## WHAT IS NEEDED
Reply with one number, the count of lines below that contain the string "hand".

Dataset entries:
▬▬▬▬▬▬
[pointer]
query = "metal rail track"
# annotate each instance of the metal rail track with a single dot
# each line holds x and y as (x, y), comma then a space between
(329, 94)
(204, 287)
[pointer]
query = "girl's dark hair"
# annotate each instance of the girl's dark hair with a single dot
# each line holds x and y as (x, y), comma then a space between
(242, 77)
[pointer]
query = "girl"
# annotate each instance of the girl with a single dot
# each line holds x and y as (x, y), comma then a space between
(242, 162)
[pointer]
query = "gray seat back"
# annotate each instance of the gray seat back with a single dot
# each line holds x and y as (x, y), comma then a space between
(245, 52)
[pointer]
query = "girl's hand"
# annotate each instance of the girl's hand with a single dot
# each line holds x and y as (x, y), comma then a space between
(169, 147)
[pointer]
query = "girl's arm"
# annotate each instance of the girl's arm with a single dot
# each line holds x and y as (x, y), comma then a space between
▬▬▬▬▬▬
## WRITTEN REPLY
2